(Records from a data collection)
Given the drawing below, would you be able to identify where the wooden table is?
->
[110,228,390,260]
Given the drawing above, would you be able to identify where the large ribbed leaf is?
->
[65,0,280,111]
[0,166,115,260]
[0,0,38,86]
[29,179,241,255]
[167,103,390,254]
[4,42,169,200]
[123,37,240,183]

## Task statement
Count the lines of the records above that contain the string "identify", treating uppercase and lowercase as different, and give only the number.

## Result of the exercise
2